##### Material provided
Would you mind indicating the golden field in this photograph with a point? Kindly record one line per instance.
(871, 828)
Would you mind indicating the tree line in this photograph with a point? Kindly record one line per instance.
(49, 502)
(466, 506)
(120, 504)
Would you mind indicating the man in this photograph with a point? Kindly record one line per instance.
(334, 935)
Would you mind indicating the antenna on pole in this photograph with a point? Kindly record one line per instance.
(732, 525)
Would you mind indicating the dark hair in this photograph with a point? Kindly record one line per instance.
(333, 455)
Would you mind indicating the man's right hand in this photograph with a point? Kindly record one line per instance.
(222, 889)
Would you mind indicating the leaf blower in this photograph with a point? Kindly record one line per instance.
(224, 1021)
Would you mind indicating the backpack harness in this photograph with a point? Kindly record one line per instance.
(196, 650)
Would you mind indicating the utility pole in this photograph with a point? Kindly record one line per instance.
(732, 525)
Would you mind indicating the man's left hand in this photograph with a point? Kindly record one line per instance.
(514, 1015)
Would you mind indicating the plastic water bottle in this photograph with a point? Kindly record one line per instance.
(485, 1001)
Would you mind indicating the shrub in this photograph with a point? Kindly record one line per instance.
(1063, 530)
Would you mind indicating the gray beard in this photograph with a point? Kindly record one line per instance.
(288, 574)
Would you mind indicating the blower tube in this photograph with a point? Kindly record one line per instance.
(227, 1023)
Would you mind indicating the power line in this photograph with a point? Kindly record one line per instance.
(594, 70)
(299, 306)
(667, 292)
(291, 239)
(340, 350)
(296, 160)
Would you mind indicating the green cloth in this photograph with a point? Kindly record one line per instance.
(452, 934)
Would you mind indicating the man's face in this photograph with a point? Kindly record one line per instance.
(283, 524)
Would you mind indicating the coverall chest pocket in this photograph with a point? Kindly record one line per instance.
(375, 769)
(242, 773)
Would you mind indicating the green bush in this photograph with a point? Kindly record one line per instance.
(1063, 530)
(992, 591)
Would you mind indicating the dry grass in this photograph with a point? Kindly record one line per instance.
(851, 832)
##########
## To do
Copy out the entire listing exactly.

## Result below
Would you mind indicating the golden field in this photograph with a point? Kindly record one line per instance.
(871, 828)
Would you mind indicating the tree line in this photograph with a point? Kindly record one line per instance.
(49, 502)
(466, 506)
(120, 504)
Would you mind indicating the man in this photograph with a point? Kindly record one line per instance.
(334, 935)
Would you mind indicating the antenna on pole in this photograph with a point? Kindly record one line per instance.
(732, 525)
Would you mind indicating the dark hair in this photograph with a point? Kindly record one line per instance.
(333, 455)
Would you mind indicating the man's right hand in this photograph with a point? Kindly record one line per instance.
(222, 889)
Would you mind indicating the leaf blower in this photograph with a point? Kindly record one line per instance.
(224, 1021)
Would you mind indicating the backpack harness in this photograph with a point? Kindly record one line per instance.
(196, 650)
Would you mind indicating the utility pole in this photograph with a point? Kindly record one line per instance.
(732, 525)
Would you mind indicating the man's left hand in this photograph with a point? Kindly record one line per instance.
(514, 1015)
Would you mind indicating the plastic water bottle in this photograph with a point? Kindly record one line per instance.
(485, 1001)
Would you mind indicating the shrub in this photograph with a point? Kindly record one line per instance.
(1063, 530)
Would you mind indicating the gray beard in this photograph with a point? Kindly record one line per instance.
(288, 574)
Would you mind indicating the blower tube in this photograph with a point? Kindly record one line per instance.
(227, 1023)
Would you mind indicating the power line in this photograph with a point? Kindly record one line per instance.
(594, 70)
(299, 306)
(667, 292)
(291, 239)
(340, 350)
(296, 160)
Would you mind indicating the green cloth in this photograph with a point? Kindly record one line per instance.
(452, 934)
Would you mind indicating the man's face in this photograph with a point? Kindly record one line per instance.
(283, 524)
Would you mind indicating the coverall chest pocket in this photograph with a point? Kindly record one line per instance.
(375, 769)
(242, 773)
Would you mind indicating the green bush in this photograph with a point? Kindly record one line per instance.
(1063, 530)
(992, 591)
Would you mind indicating the dry grass in this photograph with a point? Kindly record one line per instance.
(851, 832)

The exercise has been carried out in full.